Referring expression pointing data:
_ _ _ _ _
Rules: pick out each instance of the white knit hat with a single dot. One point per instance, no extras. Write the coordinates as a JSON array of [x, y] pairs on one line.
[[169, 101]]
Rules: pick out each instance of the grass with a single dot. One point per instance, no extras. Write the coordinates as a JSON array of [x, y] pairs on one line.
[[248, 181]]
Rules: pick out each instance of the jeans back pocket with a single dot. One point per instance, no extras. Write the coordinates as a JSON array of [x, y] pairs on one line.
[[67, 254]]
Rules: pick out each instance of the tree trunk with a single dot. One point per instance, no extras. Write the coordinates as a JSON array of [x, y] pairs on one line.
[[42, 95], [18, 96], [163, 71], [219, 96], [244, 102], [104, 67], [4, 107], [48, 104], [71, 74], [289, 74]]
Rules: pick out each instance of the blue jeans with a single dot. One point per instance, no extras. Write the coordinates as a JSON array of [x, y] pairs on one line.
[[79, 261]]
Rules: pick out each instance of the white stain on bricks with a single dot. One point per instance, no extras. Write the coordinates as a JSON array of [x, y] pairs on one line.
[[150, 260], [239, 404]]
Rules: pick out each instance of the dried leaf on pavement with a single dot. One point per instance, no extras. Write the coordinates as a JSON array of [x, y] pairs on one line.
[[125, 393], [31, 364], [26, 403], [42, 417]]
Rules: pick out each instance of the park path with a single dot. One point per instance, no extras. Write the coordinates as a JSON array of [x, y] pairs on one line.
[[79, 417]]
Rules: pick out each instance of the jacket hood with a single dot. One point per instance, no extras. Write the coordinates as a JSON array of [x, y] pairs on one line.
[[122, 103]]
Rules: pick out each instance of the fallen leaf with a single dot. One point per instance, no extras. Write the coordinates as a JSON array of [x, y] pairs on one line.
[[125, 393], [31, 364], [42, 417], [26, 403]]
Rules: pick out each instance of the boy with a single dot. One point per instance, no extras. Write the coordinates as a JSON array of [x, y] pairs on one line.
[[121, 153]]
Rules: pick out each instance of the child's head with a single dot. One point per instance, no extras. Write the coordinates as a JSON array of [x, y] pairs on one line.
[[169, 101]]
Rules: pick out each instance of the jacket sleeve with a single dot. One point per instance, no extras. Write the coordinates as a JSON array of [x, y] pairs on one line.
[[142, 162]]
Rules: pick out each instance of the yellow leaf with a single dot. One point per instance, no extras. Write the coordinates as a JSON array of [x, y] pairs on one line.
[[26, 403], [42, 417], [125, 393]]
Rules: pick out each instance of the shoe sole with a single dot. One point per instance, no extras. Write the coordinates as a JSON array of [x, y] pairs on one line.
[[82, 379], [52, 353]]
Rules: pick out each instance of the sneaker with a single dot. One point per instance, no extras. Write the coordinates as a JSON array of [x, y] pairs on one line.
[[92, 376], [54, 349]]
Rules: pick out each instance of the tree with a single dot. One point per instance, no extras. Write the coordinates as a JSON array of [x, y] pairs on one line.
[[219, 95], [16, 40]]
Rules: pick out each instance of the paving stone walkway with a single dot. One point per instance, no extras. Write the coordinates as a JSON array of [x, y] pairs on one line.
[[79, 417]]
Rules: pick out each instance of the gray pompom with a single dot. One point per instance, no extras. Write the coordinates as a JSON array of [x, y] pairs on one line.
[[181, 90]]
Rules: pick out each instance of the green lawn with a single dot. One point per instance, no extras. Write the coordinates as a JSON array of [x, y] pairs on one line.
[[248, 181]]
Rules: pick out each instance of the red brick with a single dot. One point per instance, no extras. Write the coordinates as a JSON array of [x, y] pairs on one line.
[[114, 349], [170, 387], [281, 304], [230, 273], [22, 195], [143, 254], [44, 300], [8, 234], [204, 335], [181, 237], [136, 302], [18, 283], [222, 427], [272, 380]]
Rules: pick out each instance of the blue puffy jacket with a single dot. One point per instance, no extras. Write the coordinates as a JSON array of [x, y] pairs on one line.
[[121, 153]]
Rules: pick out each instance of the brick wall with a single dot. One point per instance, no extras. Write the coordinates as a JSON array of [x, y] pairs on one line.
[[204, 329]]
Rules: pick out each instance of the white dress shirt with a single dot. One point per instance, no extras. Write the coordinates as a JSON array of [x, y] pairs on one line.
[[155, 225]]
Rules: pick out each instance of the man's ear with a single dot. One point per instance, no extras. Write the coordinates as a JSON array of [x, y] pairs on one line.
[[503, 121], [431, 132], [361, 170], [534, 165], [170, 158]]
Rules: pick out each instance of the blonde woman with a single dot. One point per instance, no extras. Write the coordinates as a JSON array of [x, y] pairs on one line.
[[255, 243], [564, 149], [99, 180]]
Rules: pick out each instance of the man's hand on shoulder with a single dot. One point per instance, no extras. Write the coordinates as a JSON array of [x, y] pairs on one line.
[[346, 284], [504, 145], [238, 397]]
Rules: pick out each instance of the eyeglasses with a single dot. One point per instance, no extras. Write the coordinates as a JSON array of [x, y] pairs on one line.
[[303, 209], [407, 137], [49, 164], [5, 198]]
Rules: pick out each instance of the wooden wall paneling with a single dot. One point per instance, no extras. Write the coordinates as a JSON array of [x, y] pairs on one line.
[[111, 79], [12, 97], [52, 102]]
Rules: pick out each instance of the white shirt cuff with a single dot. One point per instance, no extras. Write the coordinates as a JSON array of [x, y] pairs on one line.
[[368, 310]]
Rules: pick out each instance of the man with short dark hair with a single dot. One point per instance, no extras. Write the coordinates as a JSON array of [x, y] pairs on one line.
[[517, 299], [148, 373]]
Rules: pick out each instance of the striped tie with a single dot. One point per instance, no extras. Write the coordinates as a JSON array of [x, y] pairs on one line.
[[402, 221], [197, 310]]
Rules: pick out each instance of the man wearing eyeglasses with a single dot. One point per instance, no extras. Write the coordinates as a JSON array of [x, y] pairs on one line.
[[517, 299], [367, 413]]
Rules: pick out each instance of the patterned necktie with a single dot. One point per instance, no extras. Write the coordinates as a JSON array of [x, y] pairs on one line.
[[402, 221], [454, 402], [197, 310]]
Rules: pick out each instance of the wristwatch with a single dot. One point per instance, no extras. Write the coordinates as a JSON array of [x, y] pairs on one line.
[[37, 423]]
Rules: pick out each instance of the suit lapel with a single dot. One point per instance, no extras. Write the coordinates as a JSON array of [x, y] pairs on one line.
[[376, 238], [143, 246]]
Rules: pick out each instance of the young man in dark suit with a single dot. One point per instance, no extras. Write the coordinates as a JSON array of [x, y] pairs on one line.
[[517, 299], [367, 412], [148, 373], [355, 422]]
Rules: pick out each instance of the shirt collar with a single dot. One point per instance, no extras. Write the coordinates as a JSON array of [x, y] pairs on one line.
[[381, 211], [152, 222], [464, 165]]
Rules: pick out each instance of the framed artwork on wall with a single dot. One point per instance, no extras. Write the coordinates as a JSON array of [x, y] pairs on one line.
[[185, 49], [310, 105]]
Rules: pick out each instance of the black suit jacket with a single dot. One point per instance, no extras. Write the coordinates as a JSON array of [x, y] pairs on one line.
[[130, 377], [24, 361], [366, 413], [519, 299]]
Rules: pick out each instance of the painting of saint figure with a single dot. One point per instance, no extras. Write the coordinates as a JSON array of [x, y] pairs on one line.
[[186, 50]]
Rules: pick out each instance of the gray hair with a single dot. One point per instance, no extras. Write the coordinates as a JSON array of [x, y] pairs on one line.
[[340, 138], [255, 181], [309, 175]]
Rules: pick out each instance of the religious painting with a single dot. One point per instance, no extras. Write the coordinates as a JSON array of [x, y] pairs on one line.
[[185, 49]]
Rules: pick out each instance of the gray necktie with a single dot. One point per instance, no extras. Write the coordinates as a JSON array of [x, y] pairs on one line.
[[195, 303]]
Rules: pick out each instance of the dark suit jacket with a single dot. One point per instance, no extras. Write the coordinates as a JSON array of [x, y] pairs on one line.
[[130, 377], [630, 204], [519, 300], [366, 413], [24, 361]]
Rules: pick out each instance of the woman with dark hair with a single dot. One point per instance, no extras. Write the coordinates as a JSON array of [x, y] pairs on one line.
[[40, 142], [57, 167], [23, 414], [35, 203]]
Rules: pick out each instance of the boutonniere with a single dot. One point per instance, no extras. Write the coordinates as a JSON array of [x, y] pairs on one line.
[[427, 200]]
_ _ _ _ _
▶ **TASK PROMPT**
Locate "Rules: pick out each instance of the gray hair" in the data above. Then repeat, exactly, its line and each line after it through the last, adding nothing.

▶ **ANSWER BELOW**
Rules: pick out each instance of the gray hair with a single dot. One point per instance, no extras. Write the coordinates as a JSON array of [x, y] pairs on one line.
[[340, 138], [255, 181], [309, 175]]
Rules: pick out each instance of the religious painting with a single dot. One point per instance, no extras. Write the coordinates as a JSON array of [x, y] pairs on one line.
[[185, 49]]
Rules: pick out each instance of the gray necktie with a single dot. One point per instance, no extras. Write the coordinates as a JSON array of [x, y] pairs on one line.
[[195, 303]]
Rules: pick out each instance of the dark suit jacket with a single dot. One point per instance, no extras. Write the coordinates as a JSON array of [x, y] pairs on one line.
[[130, 377], [630, 204], [519, 300], [366, 413], [24, 361]]
Rules: pick out each instance of the woman with dark hair with a single dot. One point per instance, no extras. Write the coordinates as a JSON array of [x, y] pairs on one line.
[[40, 142], [57, 167], [23, 414], [35, 203]]
Rules: pick out each instance of the boutonniere with a single dot. One point per instance, no extras. Write the coordinates as a JSON array of [x, y] pairs on one line.
[[427, 200]]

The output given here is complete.